Article 1. Import Agency

1. The Party A imports the following goods at the request of the Party B and in the name of the Party A.

Commodity & Description Quantity Unit Price Amount Origin etc.
           

 

2. The Party A shall conduct the import agency task as a bona-fide manager.

 

 

Article 2. Transaction Method

1. The Party B shall provide OFFER received from the Seller to the Party A. The Party B shall be responsible for customs duties & other taxes, and all legal liabilities arising from the OFFER, and also responsible for all liabilities from the documents and evidences submitted to the authorities and from administrative process in the name of the Party A and on behalf of the Party B.

2. The Party A shall issue a letter of credit (L/C) in accordance with the OFFER of paragraph 1.

3. The Party B shall conduct import customs clearance in the name of the Party A. The Party A shall always permit the use of its name at the request of the Party B, and the Party B shall indemnify the Party A from the losses incurred from such use of name.

4. The Party A shall take measures to complete import customs clearance within the expiration of the import license, and the Party A shall be responsible for all administrative liabilities including fine arising from its failure.

 

 

Article 3. Contract Deposit

Upon conclusion of this Import Agency Agreement (this “Agreement”), the Party B shall deposit the amount of KRW [ ] equivalent to [ ] % of the OFFER amount to the Party A as a contract deposit (deposit for acceptance of the shipping documents).

 

 

Article 4. Agency Fee

1. The Party B pays to the Party A KRW [ ] per 1 USD of import agency fee at the time of issuance of an import letter of credit (L/C).

2. Once the import is completed, the import agency fee in paragraph 1 shall be paid, regardless of the claim or non-payment by the Party B.

3. In the event the import procedure is not completed due to causes attributable to the Party B, the Party B shall compensate for the damages suffered by the Party A.

 

 

Article 5. Delivery of goods

1. The Party A is deemed to complete the delivery for the Party B by storing the goods cleared for import at [ the warehouse (address, etc.) 〕.

* **Data excerpt**
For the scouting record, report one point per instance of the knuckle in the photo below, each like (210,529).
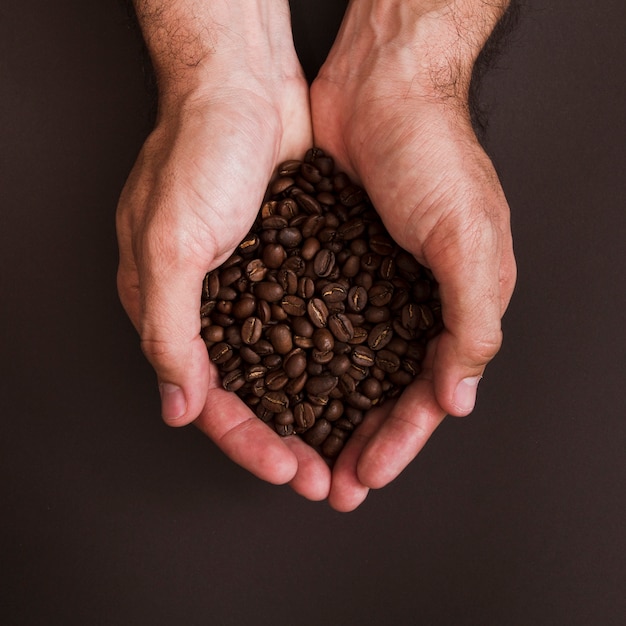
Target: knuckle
(482,350)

* **To be done**
Answer these questions from the import agency agreement:
1. Which party issues the letter of credit?
2. At what point does Party B pay the import agency fee?
3. How is Party A deemed to complete delivery for Party B?
The lines are separate material, unrelated to the import agency agreement.

* **Response**
1. Party A issues the letter of credit.
2. Party B pays it at the time an import letter of credit is issued.
3. Party A is deemed to complete delivery by storing the goods cleared for import at the warehouse.